▸ Given instruction:
Write out each of the following lines word for word, keeping their order.

.....

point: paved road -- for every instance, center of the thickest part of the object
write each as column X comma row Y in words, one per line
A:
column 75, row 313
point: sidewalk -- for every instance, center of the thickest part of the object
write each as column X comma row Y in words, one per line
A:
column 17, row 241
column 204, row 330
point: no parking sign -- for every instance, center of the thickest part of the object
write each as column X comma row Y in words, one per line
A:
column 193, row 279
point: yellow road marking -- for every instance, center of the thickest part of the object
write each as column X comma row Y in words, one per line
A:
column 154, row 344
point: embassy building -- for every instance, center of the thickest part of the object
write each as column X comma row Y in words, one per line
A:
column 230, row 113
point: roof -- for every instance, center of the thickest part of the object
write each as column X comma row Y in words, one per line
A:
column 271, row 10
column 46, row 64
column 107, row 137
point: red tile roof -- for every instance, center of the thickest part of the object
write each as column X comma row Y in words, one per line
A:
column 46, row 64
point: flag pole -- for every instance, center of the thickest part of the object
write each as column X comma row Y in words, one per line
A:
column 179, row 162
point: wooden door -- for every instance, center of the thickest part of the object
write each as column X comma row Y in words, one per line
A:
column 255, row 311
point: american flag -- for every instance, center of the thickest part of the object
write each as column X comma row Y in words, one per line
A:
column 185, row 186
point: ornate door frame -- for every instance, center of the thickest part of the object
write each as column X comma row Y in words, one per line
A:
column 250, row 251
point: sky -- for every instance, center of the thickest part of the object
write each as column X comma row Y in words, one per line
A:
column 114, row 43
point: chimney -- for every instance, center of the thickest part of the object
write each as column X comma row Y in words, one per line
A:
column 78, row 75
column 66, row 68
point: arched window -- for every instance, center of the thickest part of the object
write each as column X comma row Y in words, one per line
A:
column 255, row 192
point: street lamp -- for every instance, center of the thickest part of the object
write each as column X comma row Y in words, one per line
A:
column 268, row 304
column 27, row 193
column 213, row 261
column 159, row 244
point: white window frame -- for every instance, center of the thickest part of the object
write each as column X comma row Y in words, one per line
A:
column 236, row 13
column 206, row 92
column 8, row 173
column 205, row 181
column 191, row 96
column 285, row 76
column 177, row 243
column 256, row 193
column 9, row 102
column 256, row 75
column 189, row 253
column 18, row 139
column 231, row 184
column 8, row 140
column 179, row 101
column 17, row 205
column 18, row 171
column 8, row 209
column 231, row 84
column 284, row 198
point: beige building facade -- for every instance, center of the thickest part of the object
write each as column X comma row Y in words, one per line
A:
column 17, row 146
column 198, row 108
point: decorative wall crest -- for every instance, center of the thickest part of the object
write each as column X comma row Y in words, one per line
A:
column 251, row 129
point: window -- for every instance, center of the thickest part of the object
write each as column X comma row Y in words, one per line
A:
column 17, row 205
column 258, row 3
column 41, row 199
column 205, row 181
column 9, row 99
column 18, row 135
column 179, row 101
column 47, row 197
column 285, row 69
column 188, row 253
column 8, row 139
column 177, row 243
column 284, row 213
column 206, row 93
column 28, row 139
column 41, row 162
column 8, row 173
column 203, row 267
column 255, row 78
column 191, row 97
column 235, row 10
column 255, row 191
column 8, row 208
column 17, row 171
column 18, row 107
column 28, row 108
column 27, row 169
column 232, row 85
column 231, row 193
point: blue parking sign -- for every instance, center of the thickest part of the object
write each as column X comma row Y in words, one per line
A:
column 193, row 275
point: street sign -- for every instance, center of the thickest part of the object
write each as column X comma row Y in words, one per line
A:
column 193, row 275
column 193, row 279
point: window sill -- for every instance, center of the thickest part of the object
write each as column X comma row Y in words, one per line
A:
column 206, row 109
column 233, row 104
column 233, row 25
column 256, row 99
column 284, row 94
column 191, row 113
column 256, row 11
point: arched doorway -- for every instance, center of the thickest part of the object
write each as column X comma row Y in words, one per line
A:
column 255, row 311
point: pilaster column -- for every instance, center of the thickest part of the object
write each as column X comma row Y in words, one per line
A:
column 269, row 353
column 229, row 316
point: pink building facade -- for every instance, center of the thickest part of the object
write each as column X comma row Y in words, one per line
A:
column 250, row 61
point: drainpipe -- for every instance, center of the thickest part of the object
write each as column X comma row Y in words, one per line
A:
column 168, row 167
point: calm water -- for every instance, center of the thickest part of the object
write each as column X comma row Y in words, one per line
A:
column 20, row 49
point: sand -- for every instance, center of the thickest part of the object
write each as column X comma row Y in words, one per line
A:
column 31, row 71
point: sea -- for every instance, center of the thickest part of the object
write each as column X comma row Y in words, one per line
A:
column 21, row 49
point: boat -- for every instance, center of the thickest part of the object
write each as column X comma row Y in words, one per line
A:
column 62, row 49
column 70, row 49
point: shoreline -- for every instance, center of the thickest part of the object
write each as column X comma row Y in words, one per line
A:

.....

▸ Result of the exercise:
point: paved road -- for every instance, center of the thickest part of the object
write each as column X comma row Y in words, one per line
A:
column 75, row 313
point: sidewalk -- for every instance, center of the thickest part of the object
write each as column X comma row Y in words, one per line
A:
column 17, row 241
column 204, row 330
point: no parking sign -- for every instance, center of the thickest part of the object
write each as column X comma row Y in words, one per line
A:
column 193, row 279
point: yellow road marking -- for every instance, center of the thickest part of the object
write each as column X comma row Y in words, one per line
A:
column 154, row 344
point: embassy building -- for every instance, center of the thickest part of the object
write each as column X comma row Y in words, one per line
A:
column 230, row 113
point: roof -- for every instance, center of the thickest part of the object
write each as column X comma row Y in words, one per line
A:
column 271, row 10
column 46, row 64
column 107, row 137
point: red tile roof -- for every instance, center of the thickest part of the object
write each as column X comma row Y in words, one per line
A:
column 46, row 64
point: flag pole -- for every instance, center of the thickest part of the object
write each as column X comma row Y in words, one per line
A:
column 179, row 162
point: wooden door -- for every instance, center of the thickest part of the object
write each as column X comma row Y in words, one per line
A:
column 255, row 311
point: american flag -- for every instance, center of the thickest part of the object
write each as column X comma row Y in words, one per line
A:
column 185, row 186
point: ornate door frame -- for every instance, center of the thickest part of the object
write each as column X comma row Y in words, one per line
A:
column 250, row 251
point: sky -- for every instance, center of the thickest part of the object
write each as column X comma row Y in words, one per line
A:
column 114, row 43
point: chimney -- for every instance, center of the thickest part of the object
write each as column X comma row Y in words, one per line
A:
column 78, row 75
column 66, row 68
point: arched window -- for every instance, center of the thickest part of the object
write each as column X comma row Y in words, one per line
A:
column 255, row 192
point: street lamp -- for every instance, center of the thickest part of the object
write each as column X comma row Y in words, one per line
A:
column 268, row 304
column 27, row 193
column 213, row 261
column 159, row 244
point: white window frame -- for every instance, center of the thickest part of the object
write each as column X comma row Y in words, one per line
A:
column 236, row 13
column 206, row 92
column 8, row 173
column 205, row 181
column 191, row 96
column 285, row 76
column 177, row 243
column 256, row 193
column 9, row 102
column 256, row 75
column 189, row 253
column 18, row 139
column 231, row 184
column 8, row 140
column 179, row 101
column 17, row 205
column 18, row 171
column 8, row 209
column 231, row 84
column 284, row 198
point: beige building facade -- for every instance, center of the thickest part of the object
write each as column X comma row Y in words, one per line
A:
column 17, row 146
column 198, row 108
point: decorative wall crest -- for every instance, center of the thickest part of the object
write each as column X comma row Y in words, one per line
A:
column 251, row 129
point: window -- for every instance, center of the thickest part of the object
write each as column X comma row Y in words, one per line
A:
column 17, row 205
column 258, row 3
column 41, row 199
column 205, row 181
column 9, row 99
column 18, row 135
column 179, row 101
column 47, row 197
column 285, row 69
column 188, row 253
column 8, row 139
column 177, row 243
column 284, row 213
column 206, row 93
column 28, row 139
column 41, row 162
column 8, row 173
column 203, row 267
column 255, row 78
column 191, row 97
column 235, row 10
column 255, row 191
column 8, row 208
column 17, row 171
column 18, row 107
column 28, row 108
column 27, row 169
column 232, row 85
column 231, row 193
point: blue parking sign -- for every instance, center of the thickest part of the object
write each as column X comma row Y in words, one per line
A:
column 193, row 275
point: street sign -- for every instance, center of the thickest part of the object
write each as column X comma row Y in words, one per line
A:
column 193, row 275
column 193, row 279
point: window sill -- for every instance, center of the thickest part of the object
write each as column X comma row Y in words, one per line
A:
column 206, row 109
column 233, row 104
column 233, row 25
column 256, row 99
column 284, row 94
column 191, row 113
column 256, row 11
point: arched doorway -- for every instance, center of the thickest part of the object
write each as column X comma row Y in words, one per line
A:
column 255, row 311
point: pilaster column -- for every instance, center of the thickest part of the object
write each as column X comma row Y in words, one per line
A:
column 269, row 353
column 229, row 316
point: pink building facade -- for every instance, center of the thickest part of the object
write each as column X comma row Y in words, one per line
A:
column 250, row 61
point: drainpipe -- for every instance, center of the thickest part of the object
write each as column X comma row Y in words, one per line
A:
column 168, row 167
point: calm water -- for every instance, center of the thickest part of the object
write each as column X comma row Y in words, one per line
A:
column 20, row 49
point: sand -- for every instance, center of the thickest part of the object
write each as column X comma row Y in words, one per line
A:
column 31, row 71
point: sea -- for every instance, center of the thickest part of the object
write each as column X comma row Y in words, one per line
A:
column 21, row 49
point: boat -- for every instance, center of the thickest part of the object
write each as column X comma row Y in words, one per line
A:
column 62, row 49
column 70, row 49
point: shoreline -- for every instance, center of the thickest part of the object
write each as column X comma row Y in words, one per line
A:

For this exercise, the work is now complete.